▶ **WRITTEN REQUEST A**:
Answer these questions from the Hertford North fare list.
(i) What does the Off Peak Day Return paper ticket cost, with and without a railcard?
(ii) At what times does the Oyster Peak Single apply for touching in at Warren Street?
(iii) What does the Weekend Day One Day Travelcard cost, with and without a railcard?
▶ **WRITTEN REQUEST B**:
Write the next part of the Hertford North fare list, continuing on from its last line.
* start DOCUMENT EXCERPT *
Hertford North to Warren Street:
Oyster Peak Single £12:30 (applies for touching in at Hertford between 06:30 and 09:30 Mon-Fri). No railcard discount
Oyster Off Peak Single £9.60 or £6.30 with railcard

Warren Street to Hertford North
Oyster Peak Single £12.30 (applies for touching in at Warren Street between 06:30 and 09:30 and 16:00 and 19:00 Mon-Fri). No railcard discount
Oyster Off Peal Single £9.60 or £6.30 with railcard

Paper tickets:
Hertford North to London Underground Zones 1-2 (this allows one return journey on the underground to Warren Street):
Anytime Day Return 27.90
Anytime Day Single £17.20 or £11.35 with railcard (railcard cannot be used in the morning peak)
Off Peak Day Return £22.00 or £14.50 with railcard (no evening restriction on this ticket)

It is worth noting that in some cases a One Day Travelcard, which offers unliited travel on trains, underground and buses in London Zones 1-6 is normally only a little more and at certain times can be cheaper:
Anytime £28.60
Off Peak £22.00 or £14.50 with railcard (no evening restrictions)
Super Off Peak £21.40 or £14.10 with railcard (evening restrictions apply)
Weekend Day £16.90 or £11.15 with railcard (a bargain!)
* end DOCUMENT EXCERPT *
* start ROWS *
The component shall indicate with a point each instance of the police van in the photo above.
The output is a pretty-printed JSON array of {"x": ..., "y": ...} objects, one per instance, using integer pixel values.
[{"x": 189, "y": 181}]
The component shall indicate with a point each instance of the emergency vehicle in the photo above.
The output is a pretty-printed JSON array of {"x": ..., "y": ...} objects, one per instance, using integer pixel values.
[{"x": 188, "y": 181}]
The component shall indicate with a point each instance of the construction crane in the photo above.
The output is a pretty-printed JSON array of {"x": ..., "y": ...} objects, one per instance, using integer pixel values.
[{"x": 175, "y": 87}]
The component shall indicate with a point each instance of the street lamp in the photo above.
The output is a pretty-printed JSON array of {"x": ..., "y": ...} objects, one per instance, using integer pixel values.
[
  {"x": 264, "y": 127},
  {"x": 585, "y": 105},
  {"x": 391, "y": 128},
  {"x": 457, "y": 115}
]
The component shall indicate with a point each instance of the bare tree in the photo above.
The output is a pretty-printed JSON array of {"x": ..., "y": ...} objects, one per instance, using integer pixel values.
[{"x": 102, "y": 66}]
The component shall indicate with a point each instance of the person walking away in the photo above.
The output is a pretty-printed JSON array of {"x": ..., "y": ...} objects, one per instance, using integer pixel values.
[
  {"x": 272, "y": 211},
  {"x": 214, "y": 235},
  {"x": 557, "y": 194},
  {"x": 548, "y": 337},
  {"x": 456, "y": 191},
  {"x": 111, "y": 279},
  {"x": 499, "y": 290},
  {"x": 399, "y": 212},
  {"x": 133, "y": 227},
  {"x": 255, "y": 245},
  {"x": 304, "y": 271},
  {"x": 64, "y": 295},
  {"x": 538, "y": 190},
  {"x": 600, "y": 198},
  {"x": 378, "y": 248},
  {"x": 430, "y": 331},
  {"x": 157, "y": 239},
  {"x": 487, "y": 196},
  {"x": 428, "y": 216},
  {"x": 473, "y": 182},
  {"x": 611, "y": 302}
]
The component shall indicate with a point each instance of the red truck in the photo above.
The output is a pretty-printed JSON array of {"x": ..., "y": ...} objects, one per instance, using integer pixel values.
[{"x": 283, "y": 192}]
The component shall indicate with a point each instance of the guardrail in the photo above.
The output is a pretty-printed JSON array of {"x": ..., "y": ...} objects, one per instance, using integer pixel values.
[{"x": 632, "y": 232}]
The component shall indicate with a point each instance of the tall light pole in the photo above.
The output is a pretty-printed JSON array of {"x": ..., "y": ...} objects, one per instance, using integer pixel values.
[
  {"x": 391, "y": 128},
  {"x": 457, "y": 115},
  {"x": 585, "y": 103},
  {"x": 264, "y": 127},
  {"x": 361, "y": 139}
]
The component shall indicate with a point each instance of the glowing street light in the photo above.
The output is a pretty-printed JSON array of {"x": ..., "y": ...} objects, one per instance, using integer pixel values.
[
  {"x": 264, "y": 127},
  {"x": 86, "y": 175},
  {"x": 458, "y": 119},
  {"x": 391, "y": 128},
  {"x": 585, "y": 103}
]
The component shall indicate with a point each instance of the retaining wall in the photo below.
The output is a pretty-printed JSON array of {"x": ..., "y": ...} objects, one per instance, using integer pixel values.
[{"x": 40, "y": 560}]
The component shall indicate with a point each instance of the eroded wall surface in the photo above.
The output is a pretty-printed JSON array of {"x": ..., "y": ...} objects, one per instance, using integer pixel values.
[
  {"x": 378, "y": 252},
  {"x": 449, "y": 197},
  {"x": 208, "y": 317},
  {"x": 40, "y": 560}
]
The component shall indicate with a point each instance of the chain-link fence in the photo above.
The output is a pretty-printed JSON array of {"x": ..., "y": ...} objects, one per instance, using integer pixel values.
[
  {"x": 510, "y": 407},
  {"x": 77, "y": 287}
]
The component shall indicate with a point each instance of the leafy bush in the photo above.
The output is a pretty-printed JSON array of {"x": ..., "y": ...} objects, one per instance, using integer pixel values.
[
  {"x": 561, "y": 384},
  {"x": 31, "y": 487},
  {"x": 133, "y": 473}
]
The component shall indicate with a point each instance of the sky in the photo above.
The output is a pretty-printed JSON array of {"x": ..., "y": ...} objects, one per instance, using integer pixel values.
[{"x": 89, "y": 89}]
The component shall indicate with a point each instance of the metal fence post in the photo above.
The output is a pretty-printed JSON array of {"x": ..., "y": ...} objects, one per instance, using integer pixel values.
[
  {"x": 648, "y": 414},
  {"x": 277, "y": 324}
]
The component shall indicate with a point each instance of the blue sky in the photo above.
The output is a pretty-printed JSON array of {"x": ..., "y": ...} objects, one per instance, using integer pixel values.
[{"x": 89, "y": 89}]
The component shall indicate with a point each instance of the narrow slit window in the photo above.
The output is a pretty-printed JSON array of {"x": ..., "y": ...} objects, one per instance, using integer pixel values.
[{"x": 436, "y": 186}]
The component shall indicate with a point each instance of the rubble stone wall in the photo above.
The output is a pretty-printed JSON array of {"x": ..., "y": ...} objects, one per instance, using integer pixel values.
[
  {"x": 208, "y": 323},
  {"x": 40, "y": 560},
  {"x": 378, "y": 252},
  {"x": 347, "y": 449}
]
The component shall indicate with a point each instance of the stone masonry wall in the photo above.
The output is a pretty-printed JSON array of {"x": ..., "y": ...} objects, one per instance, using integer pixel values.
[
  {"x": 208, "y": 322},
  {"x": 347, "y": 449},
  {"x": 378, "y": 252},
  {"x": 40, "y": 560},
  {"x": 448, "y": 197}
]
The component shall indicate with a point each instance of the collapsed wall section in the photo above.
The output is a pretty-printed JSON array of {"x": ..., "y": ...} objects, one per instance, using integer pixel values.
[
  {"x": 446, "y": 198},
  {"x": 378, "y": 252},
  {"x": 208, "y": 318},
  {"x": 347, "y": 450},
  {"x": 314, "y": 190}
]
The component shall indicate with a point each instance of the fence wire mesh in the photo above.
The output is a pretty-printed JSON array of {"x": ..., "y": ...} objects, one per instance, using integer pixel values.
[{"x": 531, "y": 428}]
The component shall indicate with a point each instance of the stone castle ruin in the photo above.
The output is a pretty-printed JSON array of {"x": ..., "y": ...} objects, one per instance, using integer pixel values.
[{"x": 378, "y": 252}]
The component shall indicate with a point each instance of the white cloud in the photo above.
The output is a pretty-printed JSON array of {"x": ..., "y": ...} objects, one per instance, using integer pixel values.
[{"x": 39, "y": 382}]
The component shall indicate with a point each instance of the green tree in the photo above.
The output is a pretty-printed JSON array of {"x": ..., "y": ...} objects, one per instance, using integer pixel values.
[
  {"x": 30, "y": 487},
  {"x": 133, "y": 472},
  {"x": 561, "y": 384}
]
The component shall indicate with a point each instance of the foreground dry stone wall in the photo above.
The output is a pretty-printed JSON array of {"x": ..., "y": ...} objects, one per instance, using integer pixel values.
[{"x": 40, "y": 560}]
* end ROWS *
▶ **EXPECTED OUTPUT A**:
(i) £22.00, or £14.50 with a railcard.
(ii) Between 06:30 and 09:30 and between 16:00 and 19:00, Monday to Friday.
(iii) £16.90, or £11.15 with a railcard.

▶ **EXPECTED OUTPUT B**:
If I was making this journey I'd consider purchasing a ticket from Hertford North to London Terminals. This is valid only as far as Kings Cross or St Pancras by changing at Finsbury Park so you'd need to walk to Warren Street but this takes no longer than 15 minutes (officially it's also valid with a paper ticket between Highbury & Islington and Kings Cross St Pancras on the Victoria Line as well under the inter-availability rule but it won't work the ticket barriers at Kings Cross St Pancras underground station and you'd need to be let through manually). Prices for this are:

Oyster Peak Single £9.50
Oyster Off Peak Single £6.90 or £4.55 with a railcard
Time restrictions same as above

Paper tickets:
Anytime Day Return £21.10
Off Peak Day Return £15.20 or £10.00 with railcard (no evening restrictions)
Super Off Peak Day Return £14.70 or £9.70 with railcard (evening restrictions apply)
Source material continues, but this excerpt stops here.